PROVIDED MATERIAL>
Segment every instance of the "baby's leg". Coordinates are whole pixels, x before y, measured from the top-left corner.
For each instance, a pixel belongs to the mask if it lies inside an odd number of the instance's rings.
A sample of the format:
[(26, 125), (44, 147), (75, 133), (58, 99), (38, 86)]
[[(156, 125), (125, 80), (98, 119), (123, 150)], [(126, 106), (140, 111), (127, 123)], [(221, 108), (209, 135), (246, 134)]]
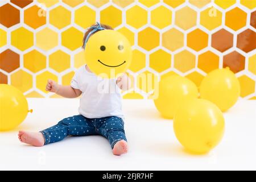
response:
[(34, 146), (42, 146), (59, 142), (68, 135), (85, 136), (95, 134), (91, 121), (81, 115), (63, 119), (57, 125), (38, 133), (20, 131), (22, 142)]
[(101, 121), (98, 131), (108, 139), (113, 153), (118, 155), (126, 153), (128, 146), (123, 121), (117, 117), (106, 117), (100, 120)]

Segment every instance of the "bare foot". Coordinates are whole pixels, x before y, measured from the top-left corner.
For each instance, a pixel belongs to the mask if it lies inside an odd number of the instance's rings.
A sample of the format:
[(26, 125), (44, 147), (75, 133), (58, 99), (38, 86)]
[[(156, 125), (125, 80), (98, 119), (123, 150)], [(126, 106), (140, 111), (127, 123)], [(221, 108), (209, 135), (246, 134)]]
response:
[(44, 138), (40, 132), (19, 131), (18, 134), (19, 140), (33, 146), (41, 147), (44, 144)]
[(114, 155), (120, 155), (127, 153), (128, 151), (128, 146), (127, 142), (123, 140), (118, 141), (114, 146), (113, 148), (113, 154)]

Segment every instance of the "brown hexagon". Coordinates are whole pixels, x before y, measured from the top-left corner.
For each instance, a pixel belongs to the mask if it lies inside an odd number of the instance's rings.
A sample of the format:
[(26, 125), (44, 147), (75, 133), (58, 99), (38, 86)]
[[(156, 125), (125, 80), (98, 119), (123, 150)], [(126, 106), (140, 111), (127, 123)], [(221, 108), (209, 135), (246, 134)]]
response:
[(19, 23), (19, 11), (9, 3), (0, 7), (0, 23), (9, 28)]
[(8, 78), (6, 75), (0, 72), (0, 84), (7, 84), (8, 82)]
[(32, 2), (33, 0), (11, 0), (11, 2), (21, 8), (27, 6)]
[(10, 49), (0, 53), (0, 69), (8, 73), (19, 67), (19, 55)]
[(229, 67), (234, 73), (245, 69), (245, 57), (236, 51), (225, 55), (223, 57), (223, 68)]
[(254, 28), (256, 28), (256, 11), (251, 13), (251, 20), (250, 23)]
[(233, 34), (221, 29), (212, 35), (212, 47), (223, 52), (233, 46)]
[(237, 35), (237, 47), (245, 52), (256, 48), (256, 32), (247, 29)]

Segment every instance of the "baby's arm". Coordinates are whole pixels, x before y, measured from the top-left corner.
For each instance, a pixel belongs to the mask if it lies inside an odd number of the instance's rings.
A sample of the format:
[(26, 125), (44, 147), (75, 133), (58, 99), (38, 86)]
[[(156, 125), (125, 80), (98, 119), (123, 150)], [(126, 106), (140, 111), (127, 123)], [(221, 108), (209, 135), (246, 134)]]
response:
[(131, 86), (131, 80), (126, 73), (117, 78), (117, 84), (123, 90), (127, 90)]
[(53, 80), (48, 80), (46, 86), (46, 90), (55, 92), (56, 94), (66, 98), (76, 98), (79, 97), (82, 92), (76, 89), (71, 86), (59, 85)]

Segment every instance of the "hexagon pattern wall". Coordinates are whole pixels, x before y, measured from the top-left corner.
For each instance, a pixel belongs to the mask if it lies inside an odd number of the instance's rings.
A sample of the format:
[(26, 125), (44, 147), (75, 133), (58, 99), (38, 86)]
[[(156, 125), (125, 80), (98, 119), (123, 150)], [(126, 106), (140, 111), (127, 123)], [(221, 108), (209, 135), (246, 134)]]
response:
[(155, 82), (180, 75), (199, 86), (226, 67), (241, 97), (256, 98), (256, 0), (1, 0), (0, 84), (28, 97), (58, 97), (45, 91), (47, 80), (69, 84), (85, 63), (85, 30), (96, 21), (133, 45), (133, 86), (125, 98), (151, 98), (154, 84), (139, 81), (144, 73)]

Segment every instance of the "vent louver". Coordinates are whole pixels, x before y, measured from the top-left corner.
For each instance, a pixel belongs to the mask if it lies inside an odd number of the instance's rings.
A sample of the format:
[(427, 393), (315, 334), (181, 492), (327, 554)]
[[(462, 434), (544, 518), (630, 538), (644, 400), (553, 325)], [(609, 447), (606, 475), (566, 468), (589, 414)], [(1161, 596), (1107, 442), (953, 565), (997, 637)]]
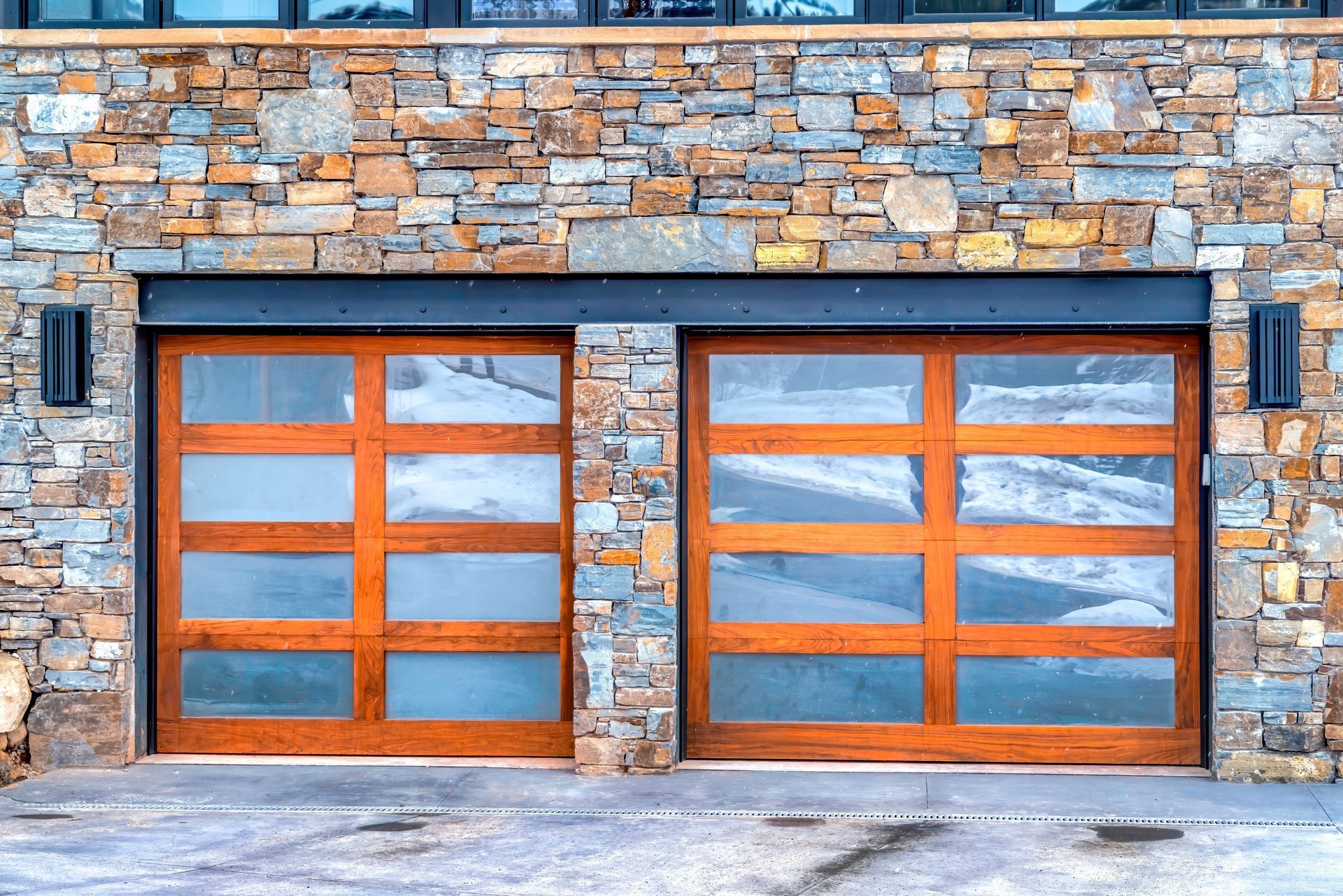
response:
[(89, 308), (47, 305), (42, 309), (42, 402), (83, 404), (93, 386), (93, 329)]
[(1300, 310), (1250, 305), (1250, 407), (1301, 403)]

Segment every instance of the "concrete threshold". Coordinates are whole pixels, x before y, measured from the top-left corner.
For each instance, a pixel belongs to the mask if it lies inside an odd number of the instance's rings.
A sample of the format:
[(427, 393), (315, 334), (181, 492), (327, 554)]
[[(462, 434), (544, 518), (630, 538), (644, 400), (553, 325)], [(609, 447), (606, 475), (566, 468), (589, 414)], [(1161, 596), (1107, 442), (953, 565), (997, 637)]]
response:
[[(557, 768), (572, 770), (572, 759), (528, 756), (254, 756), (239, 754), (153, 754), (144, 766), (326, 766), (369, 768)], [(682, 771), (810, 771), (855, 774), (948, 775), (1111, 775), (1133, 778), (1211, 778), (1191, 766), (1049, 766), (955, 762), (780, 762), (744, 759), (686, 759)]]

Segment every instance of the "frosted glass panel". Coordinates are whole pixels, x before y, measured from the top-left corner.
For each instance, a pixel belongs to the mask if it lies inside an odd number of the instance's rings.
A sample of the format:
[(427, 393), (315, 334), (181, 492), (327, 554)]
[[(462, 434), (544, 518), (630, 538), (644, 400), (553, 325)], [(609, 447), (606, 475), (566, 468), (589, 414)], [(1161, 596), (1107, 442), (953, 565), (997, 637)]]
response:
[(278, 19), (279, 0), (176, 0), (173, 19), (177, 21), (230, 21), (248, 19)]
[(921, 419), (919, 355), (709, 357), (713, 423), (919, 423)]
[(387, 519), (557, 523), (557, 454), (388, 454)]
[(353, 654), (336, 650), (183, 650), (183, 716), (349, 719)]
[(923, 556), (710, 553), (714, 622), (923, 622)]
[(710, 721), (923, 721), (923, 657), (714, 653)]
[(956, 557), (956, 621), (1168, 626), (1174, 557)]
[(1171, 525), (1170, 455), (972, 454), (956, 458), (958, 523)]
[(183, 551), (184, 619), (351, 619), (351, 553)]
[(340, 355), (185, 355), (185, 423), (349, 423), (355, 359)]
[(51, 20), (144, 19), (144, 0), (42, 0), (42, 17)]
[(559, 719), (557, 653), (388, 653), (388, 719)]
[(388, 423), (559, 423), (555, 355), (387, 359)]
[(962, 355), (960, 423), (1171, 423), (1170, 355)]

WRITTEN TASK> Extract every line of the listing above that contains the word "from". Case counts.

EXERCISE RESULT>
Segment every instance of the "baby's leg". Coordinates are whole pixels, x before y, measured from the top-left corner.
Segment every instance of the "bare foot". Coordinates are whole pixels, x before y, measured from the top-left corner.
Segment every instance of the "brown hexagon". Coordinates are whole pixels, x before y, measured from the top-left corner.
Segment every instance of the "baby's arm". Coordinates are whole pixels, x before y, measured from the top-left corner.
Segment every instance of the "hexagon pattern wall". Coordinates are whole pixels, x before y, measured from the top-left corner.
Segment every instance of the "vent louver". Coordinates are whole pixels, x before y, measured from the top-left corner.
Segment every instance of the "concrete threshold". Coordinates are whole pixels, x before y, measured from the top-left corner.
Segment every instance of the "frosted glass panel". Coordinates are whole pixels, x before y, measured from the top-left corner.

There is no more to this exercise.